▶ Set exercise 1:
In the pandas internals diff, what does the newly added fill_value property return?
▶ Set exercise 2:
Using the pandas internals diff, explain why the _holder method for extension blocks returns type(self.values).

▶ Text excerpt:
▼
More internals hacking

pandas-dev · jorisvandenbossche · Apr 27, 2018 · Apr 24, 2018 · Apr 24, 2018 · Apr 24, 2018
commit eba137f8c7ae45288200566aebbf32229c69720c
diff --git a/pandas/core/arrays/base.py b/pandas/core/arrays/base.py
@@ -537,8 +537,7 @@ def _values_for_take(self):
     @Appender(_take_docstring)
     def take(self, indexer, fill_value=_default_fill_value):
         # type: (Sequence[int], Optional[Any]) -> ExtensionArray
-        if fill_value is np.nan:
-            import pdb; pdb.set_trace()
+        # assert fill_value is not np.nan
         from pandas.core.algorithms import take
 
         data = self._values_for_take()

diff --git a/pandas/core/dtypes/base.py b/pandas/core/dtypes/base.py
@@ -18,7 +18,7 @@ class _DtypeOpsMixin(object):
 
     # na_value is the default NA value to use for this type. This is used in
     # e.g. ExtensionArray.take.
-    na_value = np.nan
+    na_value = np.nan  # TODO: change to _na_value
 
     def __eq__(self, other):
         """Check whether 'other' is equal to self.

diff --git a/pandas/core/internals.py b/pandas/core/internals.py
@@ -1,4 +1,5 @@
 import warnings
+
 import copy
 from warnings import catch_warnings
 import inspect
@@ -82,7 +83,7 @@
 from pandas.util._decorators import cache_readonly
 from pandas.util._validators import validate_bool_kwarg
 from pandas import compat
-from pandas.compat import range, map, zip, u
+from pandas.compat import range, map, zip, u, _default_fill_value
 
 
 class Block(PandasObject):
@@ -1888,6 +1889,10 @@ def _holder(self):
         # For extension blocks, the holder is values-dependent.
         return type(self.values)
 
+    @property
+    def fill_value(self):
+        return self.values.dtype.na_value  # TODO: change to _na_value
+
     @property
     def _can_hold_na(self):
         # The default ExtensionArray._can_hold_na is True
@@ -4386,6 +4391,8 @@ def reindex_indexer(self, new_axis, indexer, axis, fill_value=None,
 
         pandas-indexer with -1's only.
         """
+        # TODO: see if we can make fill_value be {col -> fill_value}
+        # maybe earlier...
         if indexer is None:
             if new_axis is self.axes[axis] and not copy:
                 return self
@@ -4408,8 +4415,10 @@ def reindex_indexer(self, new_axis, indexer, axis, fill_value=None,
             new_blocks = self._slice_take_blocks_ax0(indexer,
                                                      fill_tuple=(fill_value,))
         else:
+            if fill_value is None:
+                fill_value = _default_fill_value
             new_blocks = [blk.take_nd(indexer, axis=axis, fill_tuple=(
-                fill_value if fill_value is not None else blk.fill_value,))
+                fill_value if fill_value is not _default_fill_value else blk.fill_value,))
                 for blk in self.blocks]
 
         new_axes = list(self.axes)
▲
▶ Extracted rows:
▼
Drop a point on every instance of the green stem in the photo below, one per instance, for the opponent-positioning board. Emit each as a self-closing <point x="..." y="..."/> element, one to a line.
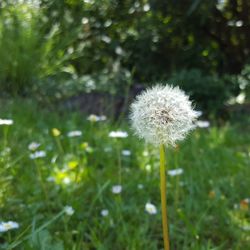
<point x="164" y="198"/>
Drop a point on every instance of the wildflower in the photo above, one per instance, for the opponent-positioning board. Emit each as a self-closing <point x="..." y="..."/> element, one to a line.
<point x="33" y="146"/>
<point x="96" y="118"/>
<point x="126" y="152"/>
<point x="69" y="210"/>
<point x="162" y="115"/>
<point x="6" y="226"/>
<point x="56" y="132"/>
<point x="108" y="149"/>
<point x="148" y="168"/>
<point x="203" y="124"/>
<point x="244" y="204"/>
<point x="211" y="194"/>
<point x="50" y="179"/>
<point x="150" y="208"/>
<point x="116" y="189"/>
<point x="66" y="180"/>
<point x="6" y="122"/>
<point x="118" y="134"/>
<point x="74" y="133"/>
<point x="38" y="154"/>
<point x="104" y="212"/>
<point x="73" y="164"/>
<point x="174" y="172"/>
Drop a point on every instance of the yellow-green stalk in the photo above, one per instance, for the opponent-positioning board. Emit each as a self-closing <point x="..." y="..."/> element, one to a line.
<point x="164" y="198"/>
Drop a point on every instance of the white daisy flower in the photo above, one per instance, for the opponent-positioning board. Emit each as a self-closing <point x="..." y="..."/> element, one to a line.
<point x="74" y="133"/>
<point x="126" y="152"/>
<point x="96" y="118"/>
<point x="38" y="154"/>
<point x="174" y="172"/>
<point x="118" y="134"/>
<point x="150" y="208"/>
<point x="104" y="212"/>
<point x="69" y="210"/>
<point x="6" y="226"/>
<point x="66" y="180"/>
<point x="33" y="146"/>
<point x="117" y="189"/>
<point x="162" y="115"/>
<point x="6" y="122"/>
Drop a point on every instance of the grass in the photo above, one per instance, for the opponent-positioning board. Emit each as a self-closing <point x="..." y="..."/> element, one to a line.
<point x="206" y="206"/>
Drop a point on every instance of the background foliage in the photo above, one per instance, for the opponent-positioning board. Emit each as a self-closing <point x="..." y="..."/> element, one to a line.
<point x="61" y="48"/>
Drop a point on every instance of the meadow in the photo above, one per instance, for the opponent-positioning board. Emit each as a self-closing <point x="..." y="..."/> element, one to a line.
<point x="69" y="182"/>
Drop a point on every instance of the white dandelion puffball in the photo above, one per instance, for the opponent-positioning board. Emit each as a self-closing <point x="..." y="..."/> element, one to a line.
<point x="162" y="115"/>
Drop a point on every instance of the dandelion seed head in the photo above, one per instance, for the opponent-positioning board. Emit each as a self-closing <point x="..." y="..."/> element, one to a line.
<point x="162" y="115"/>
▲
▼
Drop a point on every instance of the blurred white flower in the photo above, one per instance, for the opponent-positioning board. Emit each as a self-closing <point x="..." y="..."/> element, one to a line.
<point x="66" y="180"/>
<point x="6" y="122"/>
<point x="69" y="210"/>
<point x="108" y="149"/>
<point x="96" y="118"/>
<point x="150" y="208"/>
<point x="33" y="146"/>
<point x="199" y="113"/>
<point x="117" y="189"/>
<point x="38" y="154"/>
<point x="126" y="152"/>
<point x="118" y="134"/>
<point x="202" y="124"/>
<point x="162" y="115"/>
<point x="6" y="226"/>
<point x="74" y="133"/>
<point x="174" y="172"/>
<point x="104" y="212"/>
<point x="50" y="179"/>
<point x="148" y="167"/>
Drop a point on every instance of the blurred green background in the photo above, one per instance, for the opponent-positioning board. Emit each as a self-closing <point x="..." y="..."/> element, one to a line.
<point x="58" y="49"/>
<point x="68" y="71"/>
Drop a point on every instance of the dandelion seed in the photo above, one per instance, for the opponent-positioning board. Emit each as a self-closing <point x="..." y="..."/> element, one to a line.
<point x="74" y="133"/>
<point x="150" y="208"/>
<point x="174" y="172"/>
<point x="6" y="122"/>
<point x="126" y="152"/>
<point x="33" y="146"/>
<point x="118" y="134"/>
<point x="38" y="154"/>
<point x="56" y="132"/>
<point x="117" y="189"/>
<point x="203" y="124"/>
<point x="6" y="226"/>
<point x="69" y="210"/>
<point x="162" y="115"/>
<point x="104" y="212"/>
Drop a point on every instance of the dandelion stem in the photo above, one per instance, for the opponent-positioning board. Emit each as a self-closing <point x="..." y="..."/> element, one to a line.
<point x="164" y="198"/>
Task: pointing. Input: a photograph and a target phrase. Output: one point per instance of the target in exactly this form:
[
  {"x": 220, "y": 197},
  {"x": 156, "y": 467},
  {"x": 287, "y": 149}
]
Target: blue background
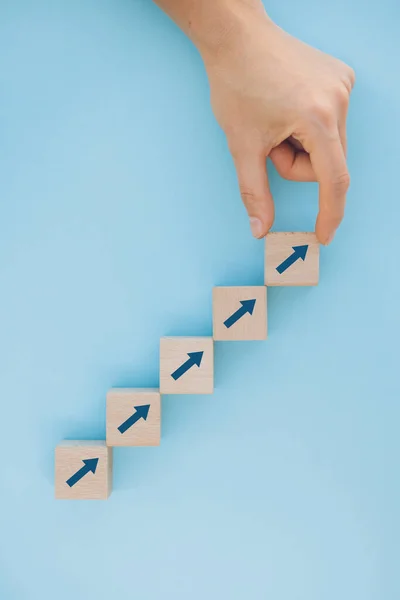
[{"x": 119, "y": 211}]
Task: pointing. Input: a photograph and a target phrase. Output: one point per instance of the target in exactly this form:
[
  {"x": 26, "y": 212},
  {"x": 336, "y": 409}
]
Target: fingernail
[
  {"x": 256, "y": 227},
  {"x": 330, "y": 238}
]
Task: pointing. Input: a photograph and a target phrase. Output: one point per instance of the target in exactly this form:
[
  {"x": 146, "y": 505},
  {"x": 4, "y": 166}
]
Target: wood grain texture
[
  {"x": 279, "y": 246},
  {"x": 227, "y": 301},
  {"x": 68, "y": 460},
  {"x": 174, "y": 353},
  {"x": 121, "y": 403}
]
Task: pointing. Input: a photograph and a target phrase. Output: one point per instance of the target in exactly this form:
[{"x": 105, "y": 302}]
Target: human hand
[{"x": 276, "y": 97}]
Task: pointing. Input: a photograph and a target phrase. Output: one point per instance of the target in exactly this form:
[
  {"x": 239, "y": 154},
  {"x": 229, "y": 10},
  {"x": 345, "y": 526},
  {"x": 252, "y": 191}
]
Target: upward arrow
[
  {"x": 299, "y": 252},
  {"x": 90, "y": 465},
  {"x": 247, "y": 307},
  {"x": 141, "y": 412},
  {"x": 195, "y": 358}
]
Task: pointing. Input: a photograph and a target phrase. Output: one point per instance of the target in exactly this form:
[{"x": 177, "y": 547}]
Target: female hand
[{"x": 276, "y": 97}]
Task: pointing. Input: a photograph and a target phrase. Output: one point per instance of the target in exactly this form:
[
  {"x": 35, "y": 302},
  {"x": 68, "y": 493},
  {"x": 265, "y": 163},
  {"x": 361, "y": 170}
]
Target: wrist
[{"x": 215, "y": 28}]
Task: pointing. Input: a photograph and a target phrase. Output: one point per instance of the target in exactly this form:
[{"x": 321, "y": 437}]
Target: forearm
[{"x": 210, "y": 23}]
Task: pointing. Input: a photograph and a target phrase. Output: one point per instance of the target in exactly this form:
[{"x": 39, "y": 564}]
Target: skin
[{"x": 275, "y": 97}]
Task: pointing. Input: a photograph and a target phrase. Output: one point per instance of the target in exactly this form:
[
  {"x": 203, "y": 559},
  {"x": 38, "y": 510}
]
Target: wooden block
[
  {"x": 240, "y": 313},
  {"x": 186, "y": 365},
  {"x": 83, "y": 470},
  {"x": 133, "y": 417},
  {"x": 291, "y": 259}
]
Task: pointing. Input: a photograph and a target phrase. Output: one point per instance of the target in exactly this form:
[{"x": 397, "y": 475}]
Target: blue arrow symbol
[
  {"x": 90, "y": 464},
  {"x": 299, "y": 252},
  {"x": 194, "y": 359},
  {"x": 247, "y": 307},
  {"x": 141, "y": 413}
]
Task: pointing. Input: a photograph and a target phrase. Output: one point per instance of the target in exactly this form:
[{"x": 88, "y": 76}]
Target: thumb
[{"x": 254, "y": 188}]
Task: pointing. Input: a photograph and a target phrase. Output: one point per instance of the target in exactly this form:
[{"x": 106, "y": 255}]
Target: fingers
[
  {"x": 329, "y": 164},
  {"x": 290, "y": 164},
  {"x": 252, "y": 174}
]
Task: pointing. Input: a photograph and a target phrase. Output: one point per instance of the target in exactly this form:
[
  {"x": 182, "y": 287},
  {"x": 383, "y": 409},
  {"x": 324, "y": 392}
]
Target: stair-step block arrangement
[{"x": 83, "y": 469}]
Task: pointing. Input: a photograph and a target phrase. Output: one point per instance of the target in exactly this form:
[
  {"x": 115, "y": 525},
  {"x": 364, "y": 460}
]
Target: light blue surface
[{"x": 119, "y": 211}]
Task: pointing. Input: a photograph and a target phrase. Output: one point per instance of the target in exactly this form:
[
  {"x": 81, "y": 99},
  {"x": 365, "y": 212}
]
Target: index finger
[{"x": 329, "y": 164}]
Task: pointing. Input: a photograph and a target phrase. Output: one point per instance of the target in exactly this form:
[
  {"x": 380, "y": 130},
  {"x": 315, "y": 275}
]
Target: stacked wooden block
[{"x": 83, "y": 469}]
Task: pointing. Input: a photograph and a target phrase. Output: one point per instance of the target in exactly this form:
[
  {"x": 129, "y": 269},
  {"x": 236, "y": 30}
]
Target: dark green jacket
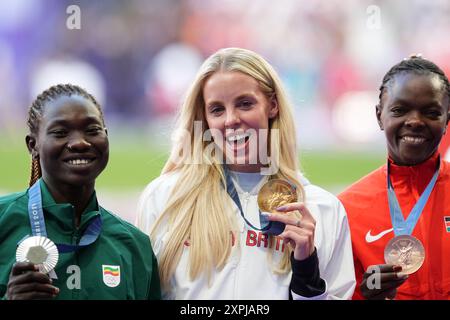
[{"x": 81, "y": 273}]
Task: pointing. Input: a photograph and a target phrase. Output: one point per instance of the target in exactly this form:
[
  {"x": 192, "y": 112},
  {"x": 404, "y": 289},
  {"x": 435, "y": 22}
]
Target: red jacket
▲
▶ Exercise solution 1:
It returns self.values.dtype.na_value.

▶ Exercise solution 2:
The comment says that for extension blocks the holder depends on the values. So instead of a fixed type, _holder returns the type of the block's own values.